**Passage provided:**

+-------+

Luther Schwich made plans to establish the school's first football team in 1962. This was also the same year the sports’ moniker Kingsmen was chosen, which was a compromise between those favoring "Condors" and "Shepherds". Schwich selected Shoup to start the team, a recruiter who had garnered fame at University of California, Santa Barbara, in the mid-1950s. Shoup had also compiled an impressive record at North High School in Torrance prior to his career at CLU. His first assignment was to create a team and recruit players, as well as developing a schedule and securing facilities. The home games were first played at Camarillo High School field. Their first win soon followed, 20–12 over Los Angeles-Pacific. After having played at Thousand Oaks High School for a limited time, Kingsmen football was playing at their own Mount Clef field starting in 1963, a football field on campus which had been readied for the Dallas Cowboys' summer camp. The first game took place in 1964 against University of La Verne, which the Kingsmen won 13–8.

+-------+

**Given entries:**
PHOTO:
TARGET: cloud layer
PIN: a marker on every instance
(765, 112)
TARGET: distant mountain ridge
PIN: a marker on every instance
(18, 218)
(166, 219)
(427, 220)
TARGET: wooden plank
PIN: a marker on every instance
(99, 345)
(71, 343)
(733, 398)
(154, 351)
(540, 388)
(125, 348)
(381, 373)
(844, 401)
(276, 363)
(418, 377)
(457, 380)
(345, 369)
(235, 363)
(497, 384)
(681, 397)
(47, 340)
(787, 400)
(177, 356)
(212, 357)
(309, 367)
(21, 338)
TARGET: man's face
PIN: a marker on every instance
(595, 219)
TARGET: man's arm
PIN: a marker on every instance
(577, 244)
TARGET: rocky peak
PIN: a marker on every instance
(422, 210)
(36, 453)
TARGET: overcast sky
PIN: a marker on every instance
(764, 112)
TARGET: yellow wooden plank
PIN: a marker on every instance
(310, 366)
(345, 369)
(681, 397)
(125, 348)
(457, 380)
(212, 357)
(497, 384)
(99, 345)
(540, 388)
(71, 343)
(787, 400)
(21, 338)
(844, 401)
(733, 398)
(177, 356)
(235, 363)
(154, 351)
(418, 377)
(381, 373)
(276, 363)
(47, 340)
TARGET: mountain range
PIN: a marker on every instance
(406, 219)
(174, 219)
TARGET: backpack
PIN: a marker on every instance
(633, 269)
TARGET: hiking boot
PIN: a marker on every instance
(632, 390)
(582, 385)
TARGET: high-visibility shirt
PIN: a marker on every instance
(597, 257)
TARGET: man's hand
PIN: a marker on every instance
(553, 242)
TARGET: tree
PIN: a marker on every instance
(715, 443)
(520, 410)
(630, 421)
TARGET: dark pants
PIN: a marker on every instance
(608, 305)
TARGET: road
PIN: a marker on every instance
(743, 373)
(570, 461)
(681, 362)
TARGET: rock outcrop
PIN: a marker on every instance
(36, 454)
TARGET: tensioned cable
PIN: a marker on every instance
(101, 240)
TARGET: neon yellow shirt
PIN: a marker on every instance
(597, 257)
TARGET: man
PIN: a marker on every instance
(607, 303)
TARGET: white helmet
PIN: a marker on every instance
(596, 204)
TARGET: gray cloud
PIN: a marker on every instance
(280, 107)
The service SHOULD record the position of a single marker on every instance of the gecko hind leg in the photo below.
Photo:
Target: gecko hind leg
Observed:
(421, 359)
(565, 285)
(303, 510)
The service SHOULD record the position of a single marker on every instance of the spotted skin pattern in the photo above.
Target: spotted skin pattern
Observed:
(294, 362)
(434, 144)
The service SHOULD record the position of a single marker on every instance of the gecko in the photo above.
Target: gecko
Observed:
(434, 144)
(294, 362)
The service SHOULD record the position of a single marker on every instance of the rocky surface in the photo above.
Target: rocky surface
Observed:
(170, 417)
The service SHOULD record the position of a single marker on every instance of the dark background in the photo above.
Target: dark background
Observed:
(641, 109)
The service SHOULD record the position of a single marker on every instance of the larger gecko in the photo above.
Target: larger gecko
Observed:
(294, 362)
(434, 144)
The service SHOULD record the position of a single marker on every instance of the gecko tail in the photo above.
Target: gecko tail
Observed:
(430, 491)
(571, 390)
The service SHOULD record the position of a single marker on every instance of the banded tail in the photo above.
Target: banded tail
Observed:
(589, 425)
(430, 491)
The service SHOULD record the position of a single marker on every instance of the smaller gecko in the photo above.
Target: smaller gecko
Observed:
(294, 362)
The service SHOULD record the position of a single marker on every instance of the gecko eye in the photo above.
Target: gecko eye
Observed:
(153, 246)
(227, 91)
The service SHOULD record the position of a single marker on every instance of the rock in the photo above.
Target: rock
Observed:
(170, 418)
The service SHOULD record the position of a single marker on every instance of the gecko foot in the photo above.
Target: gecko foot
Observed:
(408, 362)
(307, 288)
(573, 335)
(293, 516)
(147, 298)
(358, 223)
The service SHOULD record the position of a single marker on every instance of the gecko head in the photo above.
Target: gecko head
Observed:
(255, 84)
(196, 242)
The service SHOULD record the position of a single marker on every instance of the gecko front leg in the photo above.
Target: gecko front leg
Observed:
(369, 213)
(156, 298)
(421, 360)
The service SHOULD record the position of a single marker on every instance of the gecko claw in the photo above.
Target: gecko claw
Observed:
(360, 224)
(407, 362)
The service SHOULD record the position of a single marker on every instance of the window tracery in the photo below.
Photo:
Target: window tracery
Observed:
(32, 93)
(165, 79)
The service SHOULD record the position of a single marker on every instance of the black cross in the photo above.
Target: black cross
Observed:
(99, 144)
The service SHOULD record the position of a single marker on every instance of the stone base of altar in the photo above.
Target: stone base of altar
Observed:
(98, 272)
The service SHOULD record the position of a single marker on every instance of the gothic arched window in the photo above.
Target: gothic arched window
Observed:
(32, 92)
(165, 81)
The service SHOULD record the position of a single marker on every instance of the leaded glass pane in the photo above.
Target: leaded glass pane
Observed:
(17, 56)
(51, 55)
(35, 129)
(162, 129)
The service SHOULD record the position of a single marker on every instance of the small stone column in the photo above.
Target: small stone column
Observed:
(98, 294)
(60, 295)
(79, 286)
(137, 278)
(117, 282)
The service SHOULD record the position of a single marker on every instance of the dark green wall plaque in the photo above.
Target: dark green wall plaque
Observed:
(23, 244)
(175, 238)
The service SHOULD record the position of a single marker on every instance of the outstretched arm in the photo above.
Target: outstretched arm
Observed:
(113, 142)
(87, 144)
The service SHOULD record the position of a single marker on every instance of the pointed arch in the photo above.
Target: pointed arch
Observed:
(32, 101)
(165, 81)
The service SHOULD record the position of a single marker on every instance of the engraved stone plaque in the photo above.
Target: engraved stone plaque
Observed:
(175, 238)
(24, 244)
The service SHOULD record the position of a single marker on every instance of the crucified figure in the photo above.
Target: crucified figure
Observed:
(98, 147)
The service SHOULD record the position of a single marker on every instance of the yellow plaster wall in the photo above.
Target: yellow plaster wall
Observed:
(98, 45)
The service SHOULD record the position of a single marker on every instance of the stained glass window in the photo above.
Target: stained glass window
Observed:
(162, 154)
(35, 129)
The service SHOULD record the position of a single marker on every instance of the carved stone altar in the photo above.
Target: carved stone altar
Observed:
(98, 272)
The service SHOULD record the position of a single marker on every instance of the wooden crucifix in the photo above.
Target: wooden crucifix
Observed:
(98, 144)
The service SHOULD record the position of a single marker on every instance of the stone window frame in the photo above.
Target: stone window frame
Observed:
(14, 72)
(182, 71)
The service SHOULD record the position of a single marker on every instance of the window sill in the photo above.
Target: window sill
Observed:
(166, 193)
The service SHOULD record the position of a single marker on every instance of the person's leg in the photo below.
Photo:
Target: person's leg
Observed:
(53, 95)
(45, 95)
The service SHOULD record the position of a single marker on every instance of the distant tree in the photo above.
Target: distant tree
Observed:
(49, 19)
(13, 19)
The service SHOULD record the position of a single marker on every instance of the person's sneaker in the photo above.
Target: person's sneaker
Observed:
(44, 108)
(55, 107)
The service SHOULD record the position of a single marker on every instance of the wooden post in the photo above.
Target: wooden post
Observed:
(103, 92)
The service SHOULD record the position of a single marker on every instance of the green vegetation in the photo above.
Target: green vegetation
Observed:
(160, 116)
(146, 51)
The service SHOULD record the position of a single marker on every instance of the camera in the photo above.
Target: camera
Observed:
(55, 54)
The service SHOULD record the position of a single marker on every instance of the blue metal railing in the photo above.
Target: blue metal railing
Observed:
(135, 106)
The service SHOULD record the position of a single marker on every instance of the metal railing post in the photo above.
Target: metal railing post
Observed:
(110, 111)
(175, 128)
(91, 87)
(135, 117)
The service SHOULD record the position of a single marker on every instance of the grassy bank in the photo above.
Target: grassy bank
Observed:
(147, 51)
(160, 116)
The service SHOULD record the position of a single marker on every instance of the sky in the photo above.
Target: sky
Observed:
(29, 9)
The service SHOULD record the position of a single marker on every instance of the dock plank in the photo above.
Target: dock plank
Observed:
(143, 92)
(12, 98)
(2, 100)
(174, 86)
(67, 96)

+-------+

**Goal of the exercise:**
Answer from the passage on the school's first football team:
(a) In what year was the moniker Kingsmen chosen?
(b) At which high school had Shoup compiled an impressive record before his career at CLU?
(c) What was the score of the team's first win, and who was the opponent?
The lines are separate material and have no connection to the passage on the football team.

**Response:**
(a) 1962
(b) North High School in Torrance
(c) 20–12, over Los Angeles-Pacific